## Your objective
Every record must reappear in the answer exactly as given.

-- Provided records follows --

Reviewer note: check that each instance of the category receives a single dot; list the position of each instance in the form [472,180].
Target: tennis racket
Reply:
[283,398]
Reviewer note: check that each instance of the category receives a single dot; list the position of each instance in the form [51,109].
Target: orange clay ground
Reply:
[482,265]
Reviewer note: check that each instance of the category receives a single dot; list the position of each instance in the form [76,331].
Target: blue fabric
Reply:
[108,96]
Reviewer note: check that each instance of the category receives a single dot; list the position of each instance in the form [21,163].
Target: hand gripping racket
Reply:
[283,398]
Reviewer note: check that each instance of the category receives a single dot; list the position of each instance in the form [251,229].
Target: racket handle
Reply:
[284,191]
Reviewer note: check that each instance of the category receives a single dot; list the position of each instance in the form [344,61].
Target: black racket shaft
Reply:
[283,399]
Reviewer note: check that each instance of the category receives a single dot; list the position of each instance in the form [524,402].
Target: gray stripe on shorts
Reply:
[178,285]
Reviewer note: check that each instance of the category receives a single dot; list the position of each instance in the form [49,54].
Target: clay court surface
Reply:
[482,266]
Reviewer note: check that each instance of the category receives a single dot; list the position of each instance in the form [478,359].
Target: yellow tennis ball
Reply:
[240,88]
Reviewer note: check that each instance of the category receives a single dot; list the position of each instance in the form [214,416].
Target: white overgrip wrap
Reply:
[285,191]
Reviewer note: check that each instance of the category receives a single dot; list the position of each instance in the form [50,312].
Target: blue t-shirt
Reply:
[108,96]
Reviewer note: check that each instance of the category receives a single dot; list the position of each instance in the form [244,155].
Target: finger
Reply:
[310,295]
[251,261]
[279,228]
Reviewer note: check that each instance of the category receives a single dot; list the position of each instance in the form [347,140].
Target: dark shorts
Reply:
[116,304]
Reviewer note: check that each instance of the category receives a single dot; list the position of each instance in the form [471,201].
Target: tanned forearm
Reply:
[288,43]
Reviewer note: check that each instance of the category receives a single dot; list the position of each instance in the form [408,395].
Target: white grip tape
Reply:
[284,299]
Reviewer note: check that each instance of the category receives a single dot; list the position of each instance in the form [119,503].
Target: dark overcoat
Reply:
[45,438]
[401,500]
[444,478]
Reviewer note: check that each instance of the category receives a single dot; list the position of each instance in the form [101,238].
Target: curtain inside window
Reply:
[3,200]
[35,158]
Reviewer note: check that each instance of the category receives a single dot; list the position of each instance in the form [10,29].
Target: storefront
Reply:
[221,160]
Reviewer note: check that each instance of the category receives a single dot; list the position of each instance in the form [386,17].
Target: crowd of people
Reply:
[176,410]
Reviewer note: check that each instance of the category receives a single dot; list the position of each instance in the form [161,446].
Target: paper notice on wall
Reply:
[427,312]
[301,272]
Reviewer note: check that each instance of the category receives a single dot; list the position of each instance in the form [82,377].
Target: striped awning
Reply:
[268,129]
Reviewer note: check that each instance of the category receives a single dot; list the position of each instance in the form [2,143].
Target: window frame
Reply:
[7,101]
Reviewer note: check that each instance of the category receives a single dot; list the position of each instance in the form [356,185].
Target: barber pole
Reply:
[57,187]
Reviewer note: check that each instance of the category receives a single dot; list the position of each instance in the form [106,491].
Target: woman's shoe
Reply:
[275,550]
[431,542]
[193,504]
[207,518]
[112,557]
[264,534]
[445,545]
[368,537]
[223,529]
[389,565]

-- Provided records concluded --

## Output for this exercise
Reviewer note: check that each instance of the category receives a single dot; list the position of each instance in the form [472,180].
Target: tennis racket
Reply:
[283,398]
Reviewer note: check that each instance of the category receives a single dot; list the position of each instance in the form [51,109].
Target: orange clay ground
Reply:
[482,265]
Reviewer note: check that each instance of the category receives a single dot; list the position of each instance in the form [76,331].
Target: blue fabric
Reply:
[108,96]
Reviewer note: check that each instance of the category receives a single dot; list the position of each instance in the form [21,163].
Target: hand gripping racket
Reply:
[283,398]
Reviewer note: check that each instance of the category receives a single dot; list the position of each instance in the form [251,229].
Target: racket handle
Reply:
[284,191]
Reviewer note: check that each instance of the category receives a single dot; list the position of each instance in the form [344,61].
Target: black racket shaft
Reply:
[283,399]
Reviewer note: check that each instance of the category receives a single dot; list the position of each instance in the form [524,402].
Target: gray stripe on shorts
Reply:
[178,285]
Reviewer note: check that each instance of the category receives a single dot; list the position of each instance in the form [49,54].
Target: clay court surface
Reply:
[482,266]
Reviewer note: check that each instance of the category receives a single dot; list the position of each instance in the form [478,359].
Target: yellow tennis ball
Reply:
[240,88]
Reviewer note: check that each instance of the category receives a single dot; list the position of each instance in the form [214,416].
Target: white overgrip wrap
Reply:
[285,191]
Reviewer note: check that each instance of the category receives a single dot; list the position of each instance in the form [50,312].
Target: blue t-shirt
Reply:
[108,96]
Reviewer note: check that each instance of the category receives a single dot; list the position of each instance in the form [244,155].
Target: finger
Reply:
[310,295]
[251,261]
[279,228]
Reviewer note: check that each instance of the category receives a single dot; list the position of each instance in the form [347,140].
Target: dark shorts
Reply:
[116,304]
Reviewer note: check that each instance of the category receives a single dot; list the position of each instance in the form [471,201].
Target: tanned forearm
Reply:
[288,43]
Reviewer note: check that each instance of the category receives a single dot; list the position of each instance in the form [408,395].
Target: white grip tape
Reply:
[284,299]
Reviewer note: check that each instance of the category receives a single dot; list the position of each instance in the form [119,503].
Target: dark overcoat
Reply:
[45,438]
[401,500]
[444,478]
Reviewer note: check that each instance of the category receives a single dot; list the position of each instance in the form [101,238].
Target: curtain inside window
Reply:
[3,200]
[35,158]
Reviewer note: check that each instance of the category receives a single dot; list the position of each instance in the form [10,29].
Target: storefront
Reply:
[221,160]
Reviewer note: check that each instance of the category receives a single dot; list the position of each instance in the form [386,17].
Target: crowd of people
Reply:
[176,410]
Reviewer note: check that each instance of the category receives a single dot; list the position of each instance in the form [161,446].
Target: paper notice on wall
Reply:
[427,312]
[301,272]
Reviewer note: check that each instance of the category receives a single dot; list the position of each instance in the form [82,377].
Target: striped awning
Reply:
[268,129]
Reviewer note: check that each instance of the category receives a single dot; list the position of each instance in the form [2,143].
Target: window frame
Reply:
[7,101]
Reviewer note: check that each instance of the category receives a single dot; list the position of each instance in the form [356,185].
Target: barber pole
Reply:
[57,187]
Reviewer note: check that each instance of the category receives a single dot; list the position of each instance in the form [106,491].
Target: woman's shoe
Reply:
[275,550]
[431,542]
[193,504]
[207,518]
[112,557]
[264,534]
[445,545]
[368,537]
[223,529]
[389,565]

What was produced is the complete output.